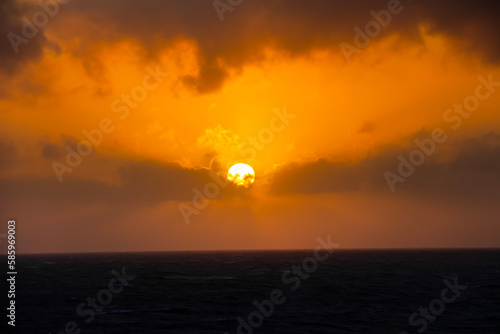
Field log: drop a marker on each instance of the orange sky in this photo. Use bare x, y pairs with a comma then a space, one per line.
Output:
179, 96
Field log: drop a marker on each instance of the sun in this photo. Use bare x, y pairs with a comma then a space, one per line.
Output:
241, 175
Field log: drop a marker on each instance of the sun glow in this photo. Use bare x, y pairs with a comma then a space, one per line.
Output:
241, 175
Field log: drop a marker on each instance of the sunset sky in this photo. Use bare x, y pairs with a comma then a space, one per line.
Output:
323, 99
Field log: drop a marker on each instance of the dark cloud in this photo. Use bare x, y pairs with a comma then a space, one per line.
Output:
468, 167
141, 183
294, 26
11, 15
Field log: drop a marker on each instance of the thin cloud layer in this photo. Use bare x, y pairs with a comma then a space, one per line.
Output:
472, 168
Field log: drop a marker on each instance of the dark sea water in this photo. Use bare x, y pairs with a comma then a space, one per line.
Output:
205, 292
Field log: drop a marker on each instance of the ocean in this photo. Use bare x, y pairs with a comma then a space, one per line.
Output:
349, 291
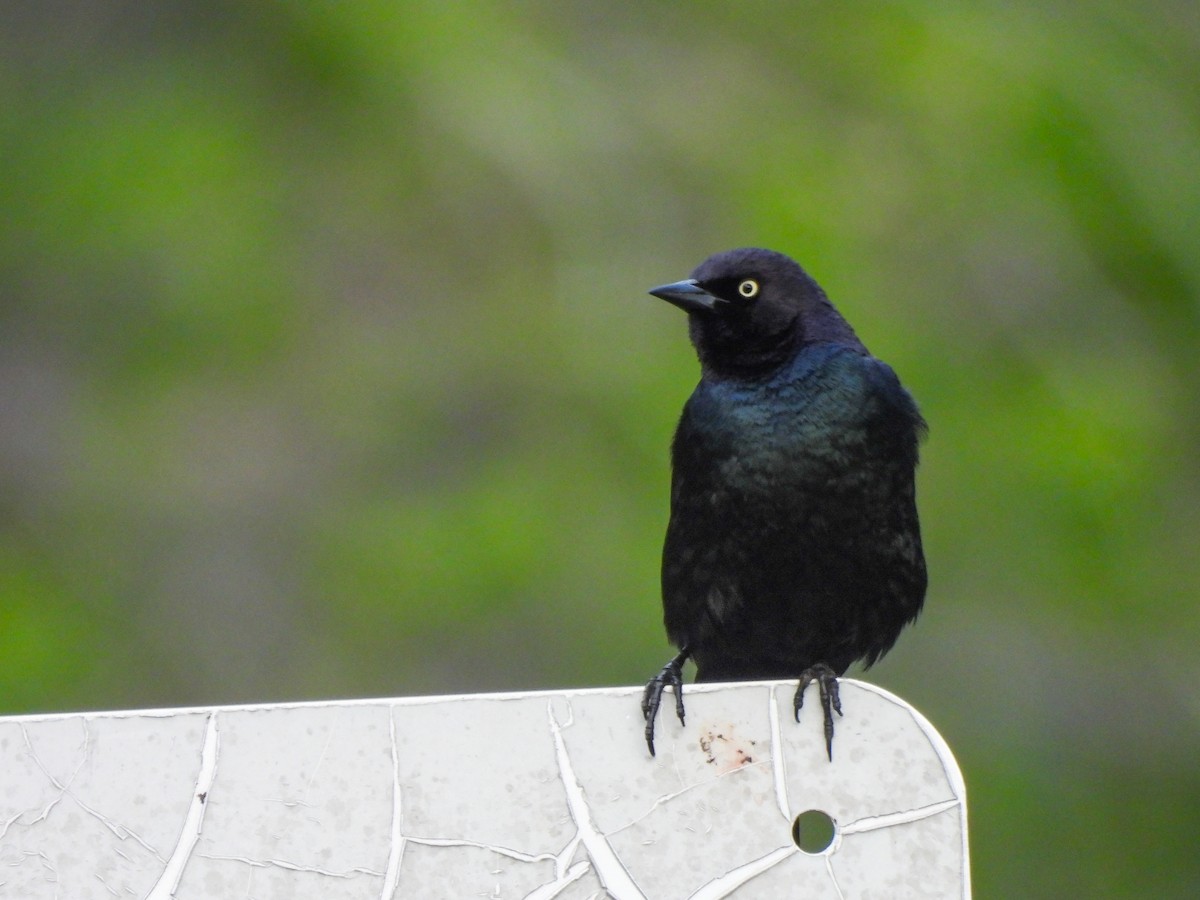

========================

● **Exercise goal**
Print all the entries above again word for word, but leave out the pictures.

● **Written answer**
Field log: drop a marker on each instance of the orange sky in this photo. Use bare x, y pairs with a comma then a space, one per line.
Output:
179, 96
Field log: drop a marker on each instance of the sun in this photo. Use bare x, y pairs with a comma then a space, one per line.
Output:
241, 175
Field log: drop a marker on each instance of the sun glow in this photo. Use bare x, y pairs with a comma then a space, one per line.
Output:
241, 175
Field log: drop a marker on each instance of the sunset sky in this photo. Use bare x, y pairs with a comma then a space, one per line.
Output:
323, 99
Field log: drop a marker on each instance of the dark cloud in this photo. Use bare x, y pairs with a comma then a space, one per line.
Output:
468, 167
141, 183
294, 26
11, 15
Field log: drop a marker on each instance of the thin cloud layer in this photo. Use bare x, y pairs with a comma then a space, one per line.
Output:
472, 168
Field log: drop a marker on each instance of the dark sea water in this photo. Use bare x, y pairs with a comma then a space, one per line.
Output:
205, 292
Field log: drop a marker on each instance of the ocean in this photo. Use bare x, y pairs with a comma then a space, one per line.
Output:
349, 291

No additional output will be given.